• Problem
Exact repetition is required: output every record in full.

• Source material
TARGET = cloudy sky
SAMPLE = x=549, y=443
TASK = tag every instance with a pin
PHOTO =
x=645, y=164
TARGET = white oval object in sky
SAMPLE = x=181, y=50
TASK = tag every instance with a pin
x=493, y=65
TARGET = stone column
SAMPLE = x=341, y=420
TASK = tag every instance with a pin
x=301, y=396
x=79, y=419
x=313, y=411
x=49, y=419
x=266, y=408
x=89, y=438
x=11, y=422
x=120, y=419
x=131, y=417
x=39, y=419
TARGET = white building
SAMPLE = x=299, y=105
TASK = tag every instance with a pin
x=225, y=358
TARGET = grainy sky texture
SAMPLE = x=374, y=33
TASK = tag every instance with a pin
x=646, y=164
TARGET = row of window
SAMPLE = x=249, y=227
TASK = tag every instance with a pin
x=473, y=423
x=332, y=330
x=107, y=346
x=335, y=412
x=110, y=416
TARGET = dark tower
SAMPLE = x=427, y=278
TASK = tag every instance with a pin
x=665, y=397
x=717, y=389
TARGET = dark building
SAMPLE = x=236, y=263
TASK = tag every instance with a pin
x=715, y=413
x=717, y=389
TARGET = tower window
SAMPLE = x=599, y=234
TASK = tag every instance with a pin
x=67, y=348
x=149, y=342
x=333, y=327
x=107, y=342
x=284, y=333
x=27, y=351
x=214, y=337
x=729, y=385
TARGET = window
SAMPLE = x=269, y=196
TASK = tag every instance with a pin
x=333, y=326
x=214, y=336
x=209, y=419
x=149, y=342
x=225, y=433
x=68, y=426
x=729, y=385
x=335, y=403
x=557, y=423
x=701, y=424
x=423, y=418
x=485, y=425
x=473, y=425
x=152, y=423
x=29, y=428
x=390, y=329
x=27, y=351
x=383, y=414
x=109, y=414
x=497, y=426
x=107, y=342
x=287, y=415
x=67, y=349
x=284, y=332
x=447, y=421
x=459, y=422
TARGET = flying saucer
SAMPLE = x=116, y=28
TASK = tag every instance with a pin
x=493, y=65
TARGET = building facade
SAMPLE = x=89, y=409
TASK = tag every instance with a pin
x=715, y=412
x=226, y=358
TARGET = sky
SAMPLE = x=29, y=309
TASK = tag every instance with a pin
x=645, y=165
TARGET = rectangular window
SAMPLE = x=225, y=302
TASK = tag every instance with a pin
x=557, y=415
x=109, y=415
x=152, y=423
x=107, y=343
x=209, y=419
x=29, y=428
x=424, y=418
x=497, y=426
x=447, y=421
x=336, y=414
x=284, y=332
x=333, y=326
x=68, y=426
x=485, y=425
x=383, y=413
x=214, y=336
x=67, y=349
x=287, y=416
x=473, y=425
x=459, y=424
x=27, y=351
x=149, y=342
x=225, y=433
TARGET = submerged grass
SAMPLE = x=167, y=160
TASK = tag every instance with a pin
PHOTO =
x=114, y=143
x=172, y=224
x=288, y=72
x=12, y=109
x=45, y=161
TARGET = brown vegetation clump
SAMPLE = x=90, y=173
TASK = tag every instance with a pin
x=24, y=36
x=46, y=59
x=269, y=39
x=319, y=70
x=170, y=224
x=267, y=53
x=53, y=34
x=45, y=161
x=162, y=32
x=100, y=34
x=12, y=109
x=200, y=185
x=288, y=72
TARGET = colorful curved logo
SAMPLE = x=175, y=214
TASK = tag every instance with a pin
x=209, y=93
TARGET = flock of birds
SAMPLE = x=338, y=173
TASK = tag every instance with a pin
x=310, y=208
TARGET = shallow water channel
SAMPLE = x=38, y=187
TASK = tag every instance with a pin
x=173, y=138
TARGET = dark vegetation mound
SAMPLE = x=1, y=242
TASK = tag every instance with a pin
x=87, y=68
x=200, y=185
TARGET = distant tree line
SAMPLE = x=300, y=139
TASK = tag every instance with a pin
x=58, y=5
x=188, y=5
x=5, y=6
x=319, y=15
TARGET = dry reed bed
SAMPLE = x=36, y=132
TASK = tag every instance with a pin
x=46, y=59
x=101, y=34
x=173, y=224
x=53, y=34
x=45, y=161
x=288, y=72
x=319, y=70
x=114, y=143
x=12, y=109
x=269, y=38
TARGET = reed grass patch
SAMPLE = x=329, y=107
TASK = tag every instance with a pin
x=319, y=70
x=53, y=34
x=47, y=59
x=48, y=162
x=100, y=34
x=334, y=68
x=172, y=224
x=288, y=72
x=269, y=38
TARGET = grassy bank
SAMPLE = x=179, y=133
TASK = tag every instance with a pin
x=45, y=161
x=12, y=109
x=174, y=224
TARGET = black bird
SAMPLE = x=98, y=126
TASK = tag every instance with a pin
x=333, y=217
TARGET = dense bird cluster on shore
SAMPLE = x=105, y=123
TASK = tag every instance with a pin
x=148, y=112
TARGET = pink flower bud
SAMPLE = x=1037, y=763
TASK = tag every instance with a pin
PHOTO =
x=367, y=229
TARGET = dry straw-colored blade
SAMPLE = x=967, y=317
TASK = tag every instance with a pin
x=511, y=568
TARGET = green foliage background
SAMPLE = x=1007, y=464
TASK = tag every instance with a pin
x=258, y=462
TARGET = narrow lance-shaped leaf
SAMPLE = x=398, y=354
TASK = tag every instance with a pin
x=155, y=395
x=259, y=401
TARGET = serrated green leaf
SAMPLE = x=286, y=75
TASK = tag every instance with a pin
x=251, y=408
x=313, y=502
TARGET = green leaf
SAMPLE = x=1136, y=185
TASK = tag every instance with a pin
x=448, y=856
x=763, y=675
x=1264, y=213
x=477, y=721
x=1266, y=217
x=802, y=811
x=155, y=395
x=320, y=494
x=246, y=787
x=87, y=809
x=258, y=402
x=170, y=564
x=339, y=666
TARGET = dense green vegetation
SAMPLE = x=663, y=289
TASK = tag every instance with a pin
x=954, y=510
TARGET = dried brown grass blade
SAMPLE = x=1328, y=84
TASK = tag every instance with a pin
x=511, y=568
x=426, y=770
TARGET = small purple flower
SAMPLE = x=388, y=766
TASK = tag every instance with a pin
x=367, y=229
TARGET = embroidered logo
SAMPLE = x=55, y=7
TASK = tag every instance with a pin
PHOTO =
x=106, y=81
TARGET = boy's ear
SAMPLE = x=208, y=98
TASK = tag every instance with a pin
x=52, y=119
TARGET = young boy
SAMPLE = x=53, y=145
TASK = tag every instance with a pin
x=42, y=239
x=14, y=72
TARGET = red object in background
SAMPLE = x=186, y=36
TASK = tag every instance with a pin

• Solution
TARGET = cloudy sky
SAMPLE = x=549, y=443
TASK = tag every instance with a pin
PHOTO =
x=645, y=164
TARGET = white oval object in sky
SAMPLE = x=181, y=50
TASK = tag every instance with a pin
x=493, y=65
TARGET = stone column
SAMPLE = x=341, y=420
TASK = tag every instance with a pin
x=301, y=396
x=79, y=419
x=313, y=411
x=49, y=419
x=266, y=408
x=89, y=438
x=11, y=422
x=120, y=419
x=131, y=417
x=39, y=419
TARGET = white building
SAMPLE = x=299, y=105
TASK = tag every instance with a pin
x=225, y=358
TARGET = grainy sky texture
SAMPLE = x=374, y=33
TASK = tag every instance with a pin
x=646, y=164
TARGET = row of window
SAMPLE = x=249, y=227
TASK = tag every instance with a pin
x=473, y=423
x=332, y=330
x=107, y=346
x=335, y=412
x=110, y=416
TARGET = dark tower
SAMPLE = x=427, y=278
TASK = tag every instance with a pin
x=665, y=397
x=717, y=389
TARGET = dark building
SAMPLE = x=236, y=263
TASK = tag every instance with a pin
x=715, y=413
x=717, y=389
TARGET = tower window
SAMPLE = x=599, y=234
TASK = tag every instance with a pin
x=67, y=348
x=149, y=342
x=333, y=327
x=107, y=342
x=284, y=333
x=27, y=351
x=214, y=337
x=729, y=385
TARGET = window
SAMPLE = x=269, y=196
TASK = tag every instance with a pin
x=333, y=326
x=214, y=336
x=209, y=419
x=149, y=342
x=225, y=433
x=68, y=426
x=729, y=385
x=335, y=403
x=557, y=423
x=701, y=424
x=423, y=418
x=485, y=425
x=473, y=425
x=152, y=423
x=29, y=428
x=390, y=329
x=27, y=351
x=383, y=414
x=109, y=414
x=497, y=426
x=107, y=342
x=287, y=415
x=67, y=349
x=284, y=332
x=447, y=421
x=459, y=422
TARGET = flying saucer
SAMPLE = x=116, y=28
TASK = tag every instance with a pin
x=493, y=65
TARGET = building facade
SAMPLE = x=89, y=409
TASK = tag every instance with a pin
x=715, y=412
x=226, y=358
TARGET = sky
SAMPLE = x=29, y=309
TASK = tag every instance with a pin
x=645, y=165
TARGET = rectangular window
SAMPLE = x=225, y=302
TASK = tag every instance with a pin
x=557, y=415
x=109, y=415
x=152, y=423
x=107, y=343
x=209, y=419
x=29, y=428
x=424, y=418
x=497, y=426
x=447, y=421
x=336, y=414
x=284, y=332
x=333, y=326
x=68, y=426
x=485, y=425
x=383, y=413
x=214, y=336
x=67, y=349
x=287, y=416
x=473, y=425
x=459, y=424
x=27, y=351
x=149, y=342
x=225, y=433
TARGET = submerged grass
SAMPLE = x=167, y=160
TASK = tag every instance with a pin
PHOTO =
x=114, y=143
x=172, y=224
x=288, y=72
x=12, y=109
x=45, y=161
TARGET = brown vegetation clump
SAMPLE = x=90, y=173
TASK = tag every instance with a pin
x=24, y=36
x=46, y=59
x=269, y=39
x=319, y=70
x=170, y=224
x=267, y=53
x=53, y=34
x=45, y=161
x=162, y=32
x=100, y=34
x=12, y=109
x=200, y=185
x=288, y=72
TARGET = colorful curved logo
SAMPLE = x=175, y=214
TASK = tag every instance with a pin
x=209, y=93
TARGET = flock of birds
SAMPLE = x=338, y=173
TASK = tag every instance with a pin
x=310, y=208
TARGET = shallow water channel
SAMPLE = x=38, y=187
TASK = tag every instance with a pin
x=173, y=138
TARGET = dark vegetation mound
SAMPLE = x=1, y=242
TASK = tag every instance with a pin
x=87, y=68
x=200, y=185
TARGET = distant tree line
SAMPLE = x=300, y=139
TASK = tag every instance with a pin
x=58, y=5
x=188, y=5
x=5, y=6
x=319, y=15
TARGET = dry reed bed
SAMPLE = x=36, y=132
TASK = tag every instance with a pin
x=46, y=59
x=101, y=34
x=173, y=224
x=53, y=34
x=45, y=161
x=288, y=72
x=319, y=70
x=114, y=143
x=12, y=109
x=269, y=38
TARGET = reed grass patch
SAMPLE = x=329, y=107
TASK = tag every instance with a pin
x=319, y=70
x=53, y=34
x=47, y=59
x=48, y=162
x=100, y=34
x=334, y=68
x=172, y=224
x=288, y=72
x=269, y=38
TARGET = grassy bank
SAMPLE = x=179, y=133
TASK = tag every instance with a pin
x=45, y=161
x=12, y=109
x=174, y=224
TARGET = black bird
SAMPLE = x=98, y=126
TASK = tag every instance with a pin
x=333, y=217
TARGET = dense bird cluster on shore
SAMPLE = x=105, y=123
TASK = tag every instance with a pin
x=148, y=112
TARGET = pink flower bud
SAMPLE = x=1037, y=763
TASK = tag every instance with a pin
PHOTO =
x=367, y=229
TARGET = dry straw-colored blade
SAMPLE = x=967, y=317
TASK = tag every instance with a pin
x=511, y=568
TARGET = green foliage background
SAMPLE = x=1007, y=464
TASK = tag every instance with a pin
x=258, y=462
TARGET = narrow lance-shaped leaf
SAMPLE = x=398, y=354
TASK = tag every instance with a pin
x=155, y=395
x=259, y=401
TARGET = serrated green leaf
SAMPLE = x=286, y=75
TASK = tag every instance with a pin
x=251, y=408
x=313, y=502
TARGET = green leaf
SAMPLE = x=1136, y=185
TASK = tag every instance with a pin
x=448, y=856
x=763, y=675
x=1264, y=213
x=477, y=721
x=1266, y=217
x=802, y=811
x=155, y=395
x=320, y=494
x=246, y=787
x=87, y=809
x=258, y=402
x=170, y=564
x=339, y=666
TARGET = dense green vegetation
SAMPLE = x=663, y=289
TASK = tag every instance with a pin
x=954, y=510
TARGET = dried brown grass blade
SAMPLE = x=1328, y=84
TASK = tag every instance with a pin
x=511, y=568
x=426, y=770
TARGET = small purple flower
SAMPLE = x=388, y=766
TASK = tag every instance with a pin
x=367, y=229
TARGET = embroidered logo
SAMPLE = x=55, y=7
TASK = tag every instance with a pin
PHOTO =
x=106, y=81
TARGET = boy's ear
SAMPLE = x=208, y=98
TASK = tag every instance with a pin
x=52, y=119
TARGET = young boy
SAMPLE = x=53, y=145
TASK = tag every instance with a pin
x=42, y=239
x=14, y=72
TARGET = red object in background
SAMPLE = x=186, y=36
TASK = tag every instance with a pin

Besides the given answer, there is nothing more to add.